[Outline records]
+-------+

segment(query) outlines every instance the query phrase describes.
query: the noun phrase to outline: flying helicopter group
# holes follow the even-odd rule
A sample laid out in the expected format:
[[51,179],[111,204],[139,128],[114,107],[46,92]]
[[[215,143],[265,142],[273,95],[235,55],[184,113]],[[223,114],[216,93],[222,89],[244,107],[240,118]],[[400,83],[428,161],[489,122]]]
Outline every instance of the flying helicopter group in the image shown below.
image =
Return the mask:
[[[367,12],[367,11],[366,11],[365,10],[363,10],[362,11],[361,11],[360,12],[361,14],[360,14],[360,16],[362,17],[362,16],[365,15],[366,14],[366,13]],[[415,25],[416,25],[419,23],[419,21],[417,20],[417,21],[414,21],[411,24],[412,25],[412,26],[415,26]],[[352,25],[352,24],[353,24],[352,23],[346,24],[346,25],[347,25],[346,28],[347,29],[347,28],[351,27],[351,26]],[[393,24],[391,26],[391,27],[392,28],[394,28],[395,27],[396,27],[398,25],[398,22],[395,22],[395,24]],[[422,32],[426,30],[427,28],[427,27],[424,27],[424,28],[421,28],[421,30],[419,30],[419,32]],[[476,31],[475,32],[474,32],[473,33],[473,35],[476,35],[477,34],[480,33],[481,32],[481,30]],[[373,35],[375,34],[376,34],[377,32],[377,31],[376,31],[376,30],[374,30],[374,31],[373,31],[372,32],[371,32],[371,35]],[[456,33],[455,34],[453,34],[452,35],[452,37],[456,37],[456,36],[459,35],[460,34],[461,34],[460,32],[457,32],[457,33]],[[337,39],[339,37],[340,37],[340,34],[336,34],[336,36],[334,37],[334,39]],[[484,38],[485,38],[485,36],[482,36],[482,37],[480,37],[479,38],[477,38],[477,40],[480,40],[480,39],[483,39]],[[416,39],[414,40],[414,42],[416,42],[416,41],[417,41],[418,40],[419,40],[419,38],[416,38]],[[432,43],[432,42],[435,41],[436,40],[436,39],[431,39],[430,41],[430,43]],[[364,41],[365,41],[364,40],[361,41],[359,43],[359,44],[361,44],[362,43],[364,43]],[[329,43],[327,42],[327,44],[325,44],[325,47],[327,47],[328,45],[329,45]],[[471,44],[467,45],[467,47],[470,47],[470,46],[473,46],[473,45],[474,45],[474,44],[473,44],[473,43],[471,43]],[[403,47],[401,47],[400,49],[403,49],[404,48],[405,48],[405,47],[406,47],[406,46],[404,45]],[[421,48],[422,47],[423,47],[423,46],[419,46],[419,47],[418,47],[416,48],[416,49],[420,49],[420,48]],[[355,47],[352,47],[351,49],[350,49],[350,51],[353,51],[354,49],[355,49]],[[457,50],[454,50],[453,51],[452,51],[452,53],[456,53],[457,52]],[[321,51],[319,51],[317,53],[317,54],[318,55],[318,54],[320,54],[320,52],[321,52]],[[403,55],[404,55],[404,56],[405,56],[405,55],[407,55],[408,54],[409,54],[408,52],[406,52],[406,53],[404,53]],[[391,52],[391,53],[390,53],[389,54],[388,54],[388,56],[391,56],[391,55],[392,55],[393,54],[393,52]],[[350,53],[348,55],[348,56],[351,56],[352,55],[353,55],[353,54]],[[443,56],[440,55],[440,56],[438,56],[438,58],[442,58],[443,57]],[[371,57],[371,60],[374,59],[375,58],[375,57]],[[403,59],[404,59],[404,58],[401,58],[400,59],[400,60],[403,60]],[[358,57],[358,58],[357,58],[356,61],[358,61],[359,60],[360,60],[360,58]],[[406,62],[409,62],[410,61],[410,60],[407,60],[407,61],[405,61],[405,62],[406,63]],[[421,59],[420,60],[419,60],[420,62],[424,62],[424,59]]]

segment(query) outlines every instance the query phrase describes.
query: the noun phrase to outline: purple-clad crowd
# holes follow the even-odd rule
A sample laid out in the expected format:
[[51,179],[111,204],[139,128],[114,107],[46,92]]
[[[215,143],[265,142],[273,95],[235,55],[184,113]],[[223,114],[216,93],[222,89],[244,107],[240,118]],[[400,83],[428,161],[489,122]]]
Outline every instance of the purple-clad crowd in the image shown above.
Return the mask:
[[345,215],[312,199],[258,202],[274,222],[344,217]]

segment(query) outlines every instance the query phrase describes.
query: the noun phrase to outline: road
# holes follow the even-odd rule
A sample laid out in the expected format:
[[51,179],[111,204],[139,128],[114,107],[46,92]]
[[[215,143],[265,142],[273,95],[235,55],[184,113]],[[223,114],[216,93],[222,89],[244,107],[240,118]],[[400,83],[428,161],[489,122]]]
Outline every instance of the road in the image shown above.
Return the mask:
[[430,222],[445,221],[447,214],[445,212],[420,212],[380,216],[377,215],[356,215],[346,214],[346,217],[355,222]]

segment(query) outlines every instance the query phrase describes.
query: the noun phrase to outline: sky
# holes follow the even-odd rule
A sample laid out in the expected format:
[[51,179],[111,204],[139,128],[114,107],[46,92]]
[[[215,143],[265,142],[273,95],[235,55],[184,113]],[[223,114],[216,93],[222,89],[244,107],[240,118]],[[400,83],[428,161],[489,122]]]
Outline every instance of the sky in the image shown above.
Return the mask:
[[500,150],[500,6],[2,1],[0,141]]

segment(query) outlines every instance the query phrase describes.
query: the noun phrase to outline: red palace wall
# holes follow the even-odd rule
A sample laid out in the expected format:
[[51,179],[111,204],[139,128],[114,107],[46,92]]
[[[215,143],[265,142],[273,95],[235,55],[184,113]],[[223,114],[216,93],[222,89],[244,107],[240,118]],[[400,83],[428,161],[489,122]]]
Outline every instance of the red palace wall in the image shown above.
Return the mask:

+-------+

Go through the listing and return every line that contains the word "above".

Outline every instance of the purple-clad crowd in the image shown above.
Outline every instance of the road in the image shown above.
Outline every instance of the sky in the image shown above.
Outline every instance of the red palace wall in the image shown above.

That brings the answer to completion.